- **Exercise brief**:
From the rows below, keep only the lines that contain the word "right" and list them in the order they appear.

- **Dataset extract**:

---

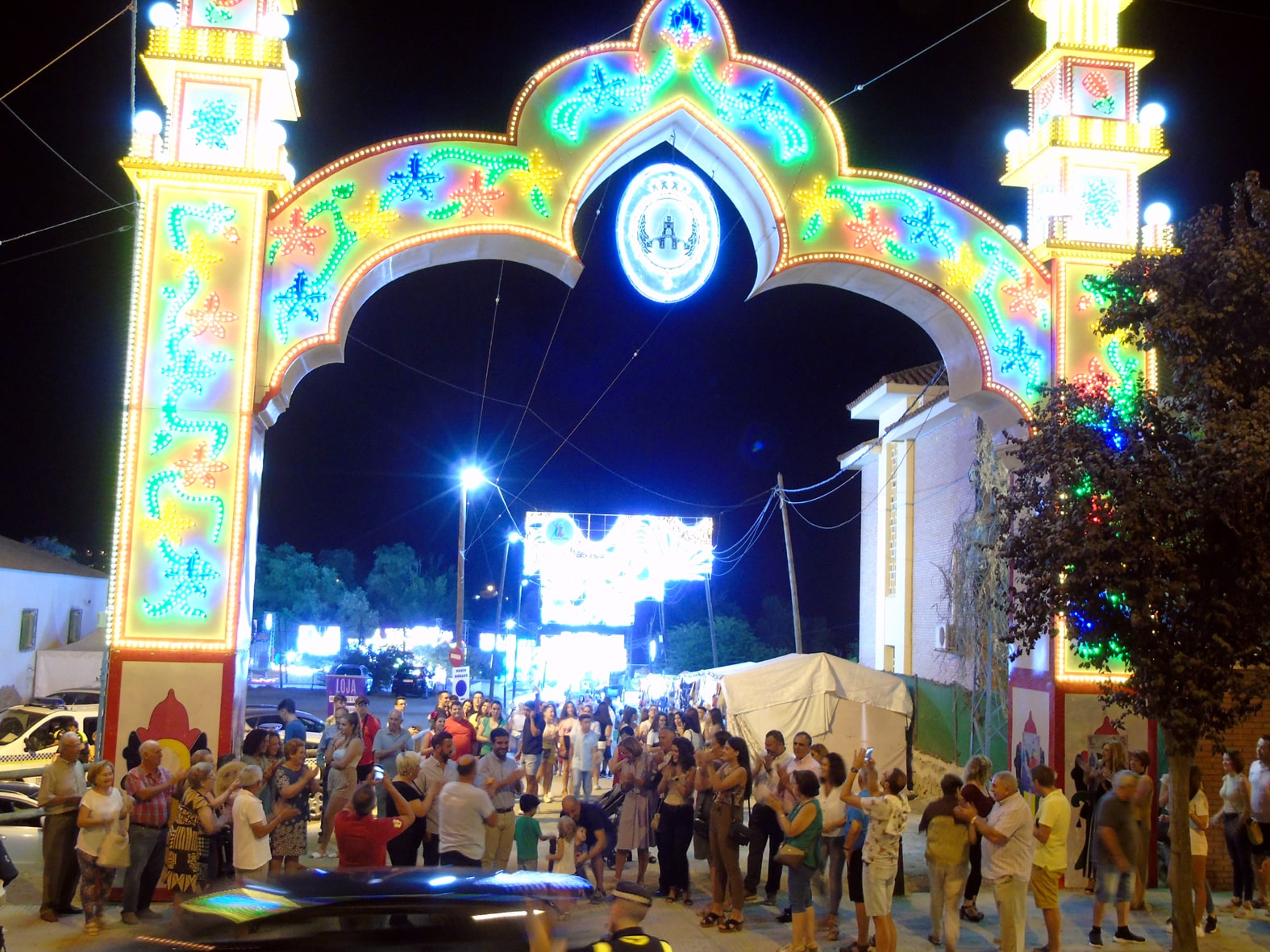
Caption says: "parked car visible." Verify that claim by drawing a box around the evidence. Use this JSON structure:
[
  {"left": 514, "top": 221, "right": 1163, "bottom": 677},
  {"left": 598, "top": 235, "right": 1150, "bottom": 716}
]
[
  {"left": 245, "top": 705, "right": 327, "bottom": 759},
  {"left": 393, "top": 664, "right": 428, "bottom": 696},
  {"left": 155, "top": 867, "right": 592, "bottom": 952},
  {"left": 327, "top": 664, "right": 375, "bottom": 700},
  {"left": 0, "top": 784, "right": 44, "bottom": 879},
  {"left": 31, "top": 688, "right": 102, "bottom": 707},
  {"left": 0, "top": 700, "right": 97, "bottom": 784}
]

---

- **Final result**:
  {"left": 514, "top": 221, "right": 1163, "bottom": 677},
  {"left": 598, "top": 235, "right": 1150, "bottom": 716}
  {"left": 245, "top": 705, "right": 327, "bottom": 759},
  {"left": 393, "top": 664, "right": 428, "bottom": 696},
  {"left": 155, "top": 867, "right": 592, "bottom": 952},
  {"left": 327, "top": 664, "right": 375, "bottom": 700},
  {"left": 0, "top": 784, "right": 44, "bottom": 879},
  {"left": 31, "top": 688, "right": 102, "bottom": 707},
  {"left": 0, "top": 700, "right": 97, "bottom": 784}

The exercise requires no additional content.